◆ GOAL OF THE EXERCISE ◆
Reproduce the data below line for line, changing nothing.

[Point placement records]

****************************************

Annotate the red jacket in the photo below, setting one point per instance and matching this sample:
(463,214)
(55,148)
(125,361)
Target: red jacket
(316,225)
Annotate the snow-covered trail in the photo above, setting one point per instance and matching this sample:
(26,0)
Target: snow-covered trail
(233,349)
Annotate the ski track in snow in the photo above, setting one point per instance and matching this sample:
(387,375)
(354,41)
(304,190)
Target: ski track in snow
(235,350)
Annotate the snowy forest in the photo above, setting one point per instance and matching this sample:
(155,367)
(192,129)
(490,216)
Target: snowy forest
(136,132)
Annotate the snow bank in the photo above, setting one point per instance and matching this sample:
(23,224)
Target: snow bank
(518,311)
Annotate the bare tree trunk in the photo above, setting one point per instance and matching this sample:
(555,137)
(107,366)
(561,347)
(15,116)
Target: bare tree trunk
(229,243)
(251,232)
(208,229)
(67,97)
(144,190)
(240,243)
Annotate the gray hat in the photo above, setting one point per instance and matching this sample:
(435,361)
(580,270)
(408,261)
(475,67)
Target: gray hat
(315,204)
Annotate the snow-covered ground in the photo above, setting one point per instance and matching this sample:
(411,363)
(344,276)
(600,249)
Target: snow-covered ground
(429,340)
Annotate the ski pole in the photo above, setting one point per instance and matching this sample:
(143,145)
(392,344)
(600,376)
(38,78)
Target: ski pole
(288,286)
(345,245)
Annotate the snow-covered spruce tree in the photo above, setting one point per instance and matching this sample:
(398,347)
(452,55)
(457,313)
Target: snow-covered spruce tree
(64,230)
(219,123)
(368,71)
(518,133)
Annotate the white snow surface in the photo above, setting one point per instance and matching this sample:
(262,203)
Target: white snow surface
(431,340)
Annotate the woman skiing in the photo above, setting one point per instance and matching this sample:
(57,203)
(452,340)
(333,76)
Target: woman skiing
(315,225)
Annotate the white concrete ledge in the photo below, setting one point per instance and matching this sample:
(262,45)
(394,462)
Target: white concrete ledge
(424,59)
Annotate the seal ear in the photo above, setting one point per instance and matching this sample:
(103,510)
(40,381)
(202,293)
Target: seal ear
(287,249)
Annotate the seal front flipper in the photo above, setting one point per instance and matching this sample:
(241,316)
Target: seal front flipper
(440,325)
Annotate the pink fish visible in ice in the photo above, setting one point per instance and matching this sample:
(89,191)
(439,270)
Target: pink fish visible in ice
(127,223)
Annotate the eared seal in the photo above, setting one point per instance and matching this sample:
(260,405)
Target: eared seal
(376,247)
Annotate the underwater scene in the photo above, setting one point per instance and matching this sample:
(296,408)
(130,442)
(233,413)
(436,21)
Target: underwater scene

****************************************

◆ ANSWER TO THE EXERCISE ◆
Annotate the red jacket in the photo below, setting one point per instance and matching this sample:
(463,214)
(55,148)
(125,361)
Target: red jacket
(316,225)
Annotate the snow-covered trail in the photo above, setting one point per instance and matching this sample:
(26,0)
Target: snow-covered trail
(233,349)
Annotate the ski track in snow in the photo above, setting one point per instance and matching this sample:
(387,375)
(354,41)
(304,190)
Target: ski track in snow
(235,350)
Annotate the snowy forest in the photo above, setting one point per instance and matching this sample:
(155,367)
(192,129)
(490,216)
Target: snowy forest
(136,132)
Annotate the snow bank in the photo above, setting one point per instance and matching this sample:
(23,224)
Target: snow bank
(518,311)
Annotate the bare tree trunk in the photo above, setting one point per instance and matching this sample:
(555,137)
(107,366)
(561,347)
(15,116)
Target: bare tree trunk
(229,243)
(251,232)
(208,229)
(67,97)
(144,190)
(240,243)
Annotate the gray hat in the photo above, setting one point per instance and matching this sample:
(435,361)
(580,270)
(408,261)
(475,67)
Target: gray hat
(315,204)
Annotate the snow-covered ground in the photo above, setting one point per instance and matching this sample:
(411,363)
(344,276)
(600,249)
Target: snow-covered ground
(429,340)
Annotate the ski pole in the photo above, setting one point per instance and matching this sample:
(143,145)
(392,344)
(600,376)
(38,78)
Target: ski pole
(288,286)
(345,245)
Annotate the snow-covered spruce tree in the photo above, setting one point per instance and matching this sample:
(398,347)
(452,55)
(457,313)
Target: snow-covered spruce tree
(64,230)
(219,123)
(368,71)
(518,133)
Annotate the white snow surface in the photo above, setting one point per instance and matching this sample:
(262,203)
Target: white snow surface
(431,340)
Annotate the woman skiing in the photo above, setting one point per instance and matching this sample:
(57,203)
(452,340)
(333,76)
Target: woman skiing
(315,225)
Annotate the white concrete ledge in the photo below, setting one point per instance and matching this sample:
(262,45)
(394,462)
Target: white concrete ledge
(424,59)
Annotate the seal ear in the photo above, setting one point per instance and matching this sample:
(103,510)
(40,381)
(202,293)
Target: seal ear
(287,249)
Annotate the seal front flipper in the photo above, setting one point per instance and matching this sample:
(241,316)
Target: seal front flipper
(440,325)
Annotate the pink fish visible in ice in the photo above, setting one point per instance and matching this sample:
(89,191)
(439,270)
Target: pink fish visible in ice
(127,223)
Annotate the eared seal in the photo above, setting one point per instance and matching this sample:
(260,405)
Target: eared seal
(376,247)
Annotate the underwater scene in the photo above, setting one point per instance and matching this sample:
(296,408)
(130,442)
(233,413)
(436,21)
Target: underwater scene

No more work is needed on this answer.